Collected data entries
____
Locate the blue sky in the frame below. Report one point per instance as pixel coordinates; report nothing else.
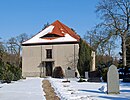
(29, 16)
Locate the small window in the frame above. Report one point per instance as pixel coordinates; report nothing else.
(48, 53)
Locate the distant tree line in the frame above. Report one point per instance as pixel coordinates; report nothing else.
(10, 58)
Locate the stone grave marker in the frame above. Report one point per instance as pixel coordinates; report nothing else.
(86, 75)
(113, 80)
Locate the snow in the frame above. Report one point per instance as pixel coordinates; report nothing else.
(88, 90)
(29, 89)
(37, 38)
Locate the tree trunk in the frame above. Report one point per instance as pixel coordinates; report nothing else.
(124, 49)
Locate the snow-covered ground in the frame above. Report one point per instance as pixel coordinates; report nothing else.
(88, 90)
(29, 89)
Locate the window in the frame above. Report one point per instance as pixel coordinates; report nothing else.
(48, 53)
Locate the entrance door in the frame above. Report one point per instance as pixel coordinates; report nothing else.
(48, 68)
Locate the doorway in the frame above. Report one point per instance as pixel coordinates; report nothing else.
(48, 66)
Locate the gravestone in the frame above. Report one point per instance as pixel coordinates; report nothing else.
(86, 75)
(70, 73)
(113, 80)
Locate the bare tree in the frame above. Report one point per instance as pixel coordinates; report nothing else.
(116, 18)
(14, 47)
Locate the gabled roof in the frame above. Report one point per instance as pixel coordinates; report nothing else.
(54, 33)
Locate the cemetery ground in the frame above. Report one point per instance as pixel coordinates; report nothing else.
(31, 89)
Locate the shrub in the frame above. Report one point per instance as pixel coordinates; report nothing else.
(9, 72)
(58, 72)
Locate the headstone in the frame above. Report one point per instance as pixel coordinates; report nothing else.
(86, 75)
(113, 80)
(69, 73)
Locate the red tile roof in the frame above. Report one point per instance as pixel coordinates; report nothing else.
(61, 29)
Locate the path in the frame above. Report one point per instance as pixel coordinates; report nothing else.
(49, 91)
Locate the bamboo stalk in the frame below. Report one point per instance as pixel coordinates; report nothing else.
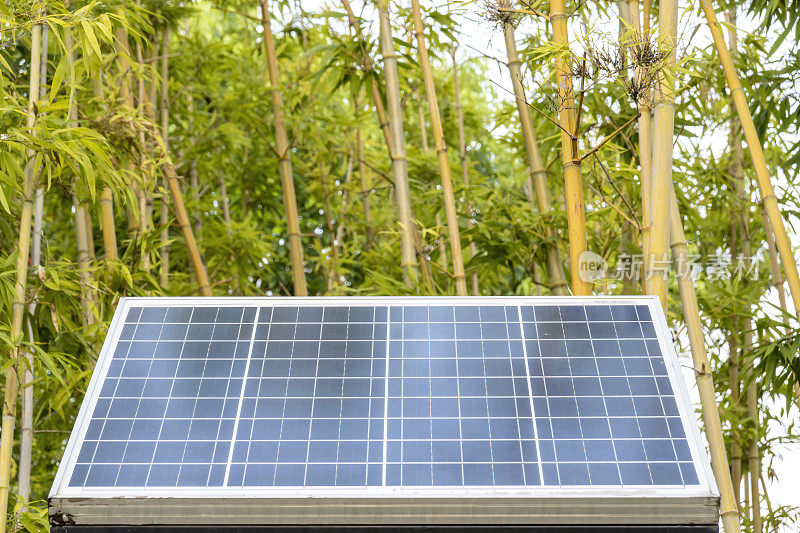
(107, 226)
(182, 218)
(423, 127)
(330, 277)
(144, 197)
(569, 149)
(284, 158)
(123, 53)
(766, 190)
(26, 419)
(365, 189)
(462, 155)
(109, 229)
(442, 244)
(656, 281)
(163, 270)
(537, 175)
(89, 230)
(626, 21)
(366, 60)
(84, 275)
(738, 225)
(645, 127)
(777, 275)
(702, 367)
(81, 237)
(20, 286)
(441, 150)
(193, 176)
(437, 219)
(408, 259)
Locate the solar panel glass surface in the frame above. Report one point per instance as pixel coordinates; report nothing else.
(396, 395)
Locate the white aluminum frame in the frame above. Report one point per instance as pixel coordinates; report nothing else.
(390, 505)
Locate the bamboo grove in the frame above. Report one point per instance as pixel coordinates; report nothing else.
(317, 148)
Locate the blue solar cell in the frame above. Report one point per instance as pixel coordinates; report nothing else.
(414, 395)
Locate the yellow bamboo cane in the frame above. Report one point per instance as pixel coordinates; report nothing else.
(284, 157)
(767, 193)
(569, 149)
(664, 123)
(26, 418)
(537, 176)
(81, 235)
(366, 61)
(20, 286)
(441, 151)
(645, 127)
(462, 155)
(702, 367)
(408, 255)
(163, 271)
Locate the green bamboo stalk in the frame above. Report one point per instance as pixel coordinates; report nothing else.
(441, 150)
(20, 285)
(284, 157)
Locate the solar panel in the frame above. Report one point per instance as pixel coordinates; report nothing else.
(230, 395)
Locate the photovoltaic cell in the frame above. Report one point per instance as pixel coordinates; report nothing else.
(396, 395)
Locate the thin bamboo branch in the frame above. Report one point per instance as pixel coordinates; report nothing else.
(537, 175)
(193, 176)
(81, 238)
(613, 134)
(661, 181)
(26, 420)
(182, 218)
(441, 150)
(702, 367)
(179, 208)
(737, 226)
(571, 159)
(645, 151)
(462, 155)
(107, 225)
(766, 190)
(330, 277)
(366, 61)
(20, 286)
(284, 157)
(408, 259)
(163, 271)
(366, 189)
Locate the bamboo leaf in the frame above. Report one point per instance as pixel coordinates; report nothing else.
(58, 77)
(88, 31)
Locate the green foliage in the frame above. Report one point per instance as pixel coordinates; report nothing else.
(221, 131)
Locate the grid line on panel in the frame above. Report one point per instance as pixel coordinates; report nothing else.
(613, 440)
(313, 399)
(460, 417)
(486, 399)
(605, 405)
(530, 393)
(241, 393)
(386, 396)
(341, 406)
____
_Exercise_. Write out the data exactly, but not its pictures.

_Answer for this exercise_.
Locate the blue sky in the frame below. Report one point per instance as pixel coordinates; report nothing else.
(29, 16)
Locate the small window in the frame above. Report one point per instance as pixel coordinates; report nothing else.
(48, 53)
Locate the distant tree line in the frame above. Report one point per instance as pixel coordinates; report nothing else.
(10, 58)
Locate the stone grave marker in the frame above. Report one point per instance as pixel coordinates; report nothing else.
(86, 75)
(113, 80)
Locate the snow in the frame above. Report one point per instance as pixel coordinates; report nothing else.
(88, 90)
(29, 89)
(37, 38)
Locate the tree trunk in the frame above. Report one point per instance as pixel coordinates; report nothing else.
(124, 49)
Locate the snow-covered ground in the frame above. Report one point per instance as pixel coordinates; report nothing else.
(88, 90)
(29, 89)
Locate the window in the frame above. Report one point per instance as pixel coordinates; report nothing else.
(48, 53)
Locate the entrance door in the frame above. Report one point per instance as pixel coordinates; report nothing else.
(48, 68)
Locate the doorway in the frame above. Report one point per instance as pixel coordinates; report nothing else.
(48, 66)
Locate the gravestone in the frame above. Report one point per instance as pixel coordinates; report nothing else.
(86, 75)
(70, 73)
(113, 80)
Locate the bare tree in the frame above. Report one point per instance as pixel coordinates; report nothing else.
(116, 18)
(14, 47)
Locate the gabled roof in the frame above. Report one point per instance as pixel coordinates; report nothing else.
(54, 33)
Locate the cemetery ground in the frame above. Report one point per instance as pixel coordinates; report nothing else.
(31, 89)
Locate the shrub in the frame above. Report one point per instance as pixel coordinates; report nothing else.
(9, 72)
(58, 72)
Locate the headstone in the frame above. Report one point per instance as pixel coordinates; report nothing else.
(86, 75)
(113, 80)
(69, 73)
Locate the red tile roof in the frame above. Report one point per instance as pixel coordinates; report nothing else.
(61, 29)
Locate the path in the frame above. Report one point per instance as pixel coordinates; report nothing else.
(49, 91)
Locate the bamboo stalk in the frame below. Report one point per instance as pixel coordinates; report nothing else.
(107, 226)
(182, 218)
(423, 127)
(330, 277)
(144, 197)
(569, 149)
(284, 158)
(123, 53)
(766, 190)
(26, 419)
(365, 189)
(462, 155)
(109, 229)
(442, 244)
(656, 281)
(163, 270)
(537, 175)
(89, 230)
(626, 21)
(366, 60)
(84, 275)
(738, 225)
(645, 127)
(777, 275)
(702, 367)
(81, 237)
(20, 286)
(441, 150)
(193, 176)
(437, 219)
(408, 259)
Locate the solar panel glass surface in the frame above. Report one point per instance as pixel coordinates; report nothing else.
(396, 395)
Locate the white aluminum frame in the frame above. Report one point per instance as pixel coordinates; report nothing else.
(390, 505)
Locate the bamboo grove in the frame above. Report one point per instance as pixel coordinates; report nothing else.
(317, 148)
Locate the blue solar cell in the frame above. Report one point per instance as pixel coordinates; report nothing else.
(414, 395)
Locate the yellow bamboo cane in the frame above. Report one point per instance as pixel coordinates; report nothing else.
(284, 157)
(767, 193)
(569, 149)
(664, 123)
(26, 418)
(537, 176)
(81, 235)
(366, 61)
(20, 286)
(441, 151)
(645, 127)
(462, 155)
(702, 367)
(408, 255)
(163, 271)
Locate the green bamboo stalk in the frame above. Report one point per instance as pixel coordinates; report nothing else.
(441, 150)
(20, 285)
(284, 157)
Locate the solar panel in the frame above. Report one point per instance as pixel coordinates; report nothing else.
(230, 395)
Locate the photovoltaic cell in the frame above. Report one point per instance as pixel coordinates; report nothing else.
(396, 395)
Locate the thin bamboo branch in the frame above. Report one point per instance as pixel coordinates; report nothing else.
(537, 175)
(193, 176)
(81, 238)
(613, 134)
(661, 181)
(26, 420)
(182, 218)
(441, 150)
(702, 367)
(179, 208)
(737, 226)
(571, 159)
(645, 151)
(462, 155)
(107, 225)
(766, 190)
(330, 277)
(366, 61)
(20, 286)
(284, 157)
(408, 259)
(163, 271)
(366, 189)
Locate the bamboo leaf in the frame above. Report one point per instance as pixel coordinates; report nothing else.
(58, 77)
(88, 31)
Locate the green foliage in the frame above. Report one point per instance as pixel coordinates; report nothing else.
(221, 131)
Locate the grid line on panel in the frame above. Report one point per instance as pixel coordinates; report nothing else.
(613, 440)
(313, 399)
(460, 417)
(486, 399)
(605, 405)
(530, 393)
(241, 393)
(386, 396)
(341, 406)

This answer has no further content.